On a final note, when these "big wigs" {I have met
some of the Mercury staff, and they are not small
framed} jump onto the bandwagon, the supports will
surely break, depositing them firmly on the ground,
and back at square one, where they belong.

Bringing it 'round the Turkey and into your living

Dear Dabby,
Imagine an alleycat where it's Kevin Bacon from
Quicksilver vs. Kevin Costner from American Flyers vs.
Dave from Breaking Away. Who would win and why?



Dear Velocinophile,

Now this is a question that should have been posed
many moons ago.

In formulating the answer, I believe that we need to
cover a few key points about each of these men.

First Kevin Bacon. Hmmmm Bacon. Let me start by
saying I love bacon. I hope that my love for the
crispy meat does not heavily influence my answer.
While he appeared to have some sort of street smarts
in the movie, the reality is this:

He really did not even come close to beating L.
Fishburne in the epic "battle royale" between good and
evil. Yes, I know that Lawrence was killed by the drug
dealer in the middle of the race. But before that he
totally had Bacon beat.

Costner.... God damned Costner. If we review even
just a couple of his highlighted roles we can plainly
see is is no winner, and no thinker.
He had an aneurism during "American Flyer's". They
never even showed him finishing a race. He didn't even
really play much in "Bull Durham", and what does a
catcher really do anyway. And well, in the "Postman"
he was basically just a con man, preying on the
willing hearts of other's. On a final note, I have
friends who played the Russian's in "Flyer's", and
gained a little insight into the man through them.

This brings me to Dave. The original "Cutter". In
this film we can plainly see the length's he went to,
just to make a difference for himself. Everything
about this young lad screamed winner. As much as he
whined and suffered throughout this long film,
including drafting a truck magically in his small,
front chainring, he never gave in. Dreams of winning,
dreams of college, and, shared with me, dreams of
Italy, and racing with the legends there.

There is absolutely no question as to who would win.
As much as we love to hate them, and hate to love
them, the difficulty of living life as a "Cutter" will
pull Dave through to the end of the alleycat, possibly
even finishing right behind your's truly,

Dabby McCrashalot

Friday, July 20, 2007

24 hours, not 24 hour's and 12 minutes.....

So much going on here it is hard to write about it all, but I will try.

+ + + + + + +

→ LIST OF TASKS
#1 Summarize the blog excerpt in three sentences.
#2 Continue the blog excerpt after its final sentence, writing the next part of the post dated July 20, 2007.

Coordinate-labeling data
+ + + + + + +

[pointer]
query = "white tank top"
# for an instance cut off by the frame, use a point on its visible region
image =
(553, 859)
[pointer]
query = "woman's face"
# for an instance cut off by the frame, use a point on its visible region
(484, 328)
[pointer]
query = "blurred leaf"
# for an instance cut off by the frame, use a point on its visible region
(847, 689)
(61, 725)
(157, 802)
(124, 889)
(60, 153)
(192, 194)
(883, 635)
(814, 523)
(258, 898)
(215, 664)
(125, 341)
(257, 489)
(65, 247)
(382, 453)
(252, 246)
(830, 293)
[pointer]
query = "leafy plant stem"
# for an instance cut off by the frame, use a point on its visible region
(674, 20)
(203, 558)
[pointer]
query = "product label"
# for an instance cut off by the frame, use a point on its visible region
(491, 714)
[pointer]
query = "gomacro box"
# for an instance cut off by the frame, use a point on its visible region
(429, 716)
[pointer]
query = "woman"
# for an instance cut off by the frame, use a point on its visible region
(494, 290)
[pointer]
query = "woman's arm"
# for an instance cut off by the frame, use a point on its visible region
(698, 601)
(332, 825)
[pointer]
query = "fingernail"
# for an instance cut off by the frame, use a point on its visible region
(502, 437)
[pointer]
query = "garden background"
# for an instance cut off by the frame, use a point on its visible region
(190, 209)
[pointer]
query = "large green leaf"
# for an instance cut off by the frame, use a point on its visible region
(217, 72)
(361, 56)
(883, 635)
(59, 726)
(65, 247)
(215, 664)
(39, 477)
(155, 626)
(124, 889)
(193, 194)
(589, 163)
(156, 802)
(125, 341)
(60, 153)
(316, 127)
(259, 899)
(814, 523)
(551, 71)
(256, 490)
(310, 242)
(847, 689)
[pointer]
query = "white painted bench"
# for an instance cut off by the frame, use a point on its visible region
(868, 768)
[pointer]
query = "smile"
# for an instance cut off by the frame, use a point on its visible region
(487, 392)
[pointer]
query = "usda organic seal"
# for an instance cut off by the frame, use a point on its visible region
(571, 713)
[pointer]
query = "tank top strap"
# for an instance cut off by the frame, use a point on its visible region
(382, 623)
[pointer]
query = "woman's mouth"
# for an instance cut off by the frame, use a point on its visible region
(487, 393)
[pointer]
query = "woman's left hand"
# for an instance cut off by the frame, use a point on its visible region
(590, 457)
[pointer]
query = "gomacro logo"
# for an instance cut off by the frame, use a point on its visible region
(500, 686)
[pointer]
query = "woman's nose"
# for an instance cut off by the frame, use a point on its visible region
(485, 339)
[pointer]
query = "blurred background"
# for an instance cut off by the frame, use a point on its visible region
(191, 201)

+ + + + + + +

→ RESPONSES
#1 A reader asks Dabby who would win an alleycat among Kevin Bacon from Quicksilver, Kevin Costner from American Flyers, and Dave from Breaking Away. Dabby dismisses Bacon, who never came close to beating Fishburne, and Costner, who had an aneurism and was never shown finishing a race. Dabby picks Dave, whose "Cutter" toughness and refusal to give in would carry him to the end of the alleycat, then a post dated Friday, July 20, 2007, opens by saying there is so much going on that it is hard to write about it all.

#2
First off, the return of Dear Dabby. My buddies last year started an advice column, and told me I was answering questions that people sent in. I just kinda answer in a rambling , stream of conciousness sort of way, and do no editing. I leave that up to them. Let me know what you think, or better yet, send me a question.

Rickreall. Oh, the green, or brown, fields of Rickreall. the grass was cut, the orchards were free of nuts, but the house was full of them, as the 2007 Rickreall open went off without a hitch. Which is good, because we didn't have a trailer anyway.

Many groups rode down. Dee and Claire were there on thursday night, on the way to Yachat's to hang with Ann's parents.
I rode down with Mange and Beefa, at least to Newberg, were we had a little break down.
No, not mechanical, mental, as I guess mange's pace was too slow for Beefa, and he took it out on me. there was also some control issues, as Steve wanted us to blindly follow him across Oregon. When I confronted him about our route, he flipped out, and refused to tell me, leading me to believe he had no idea where he was going. And this turned out to be entirely true, as after he left us in Newberg, he became very lost.

Mange and I had a nice ride though, took the hilly way, through the gravel. We bitched and moaned, and arrived, after only one flat tire, an hour after Beefa.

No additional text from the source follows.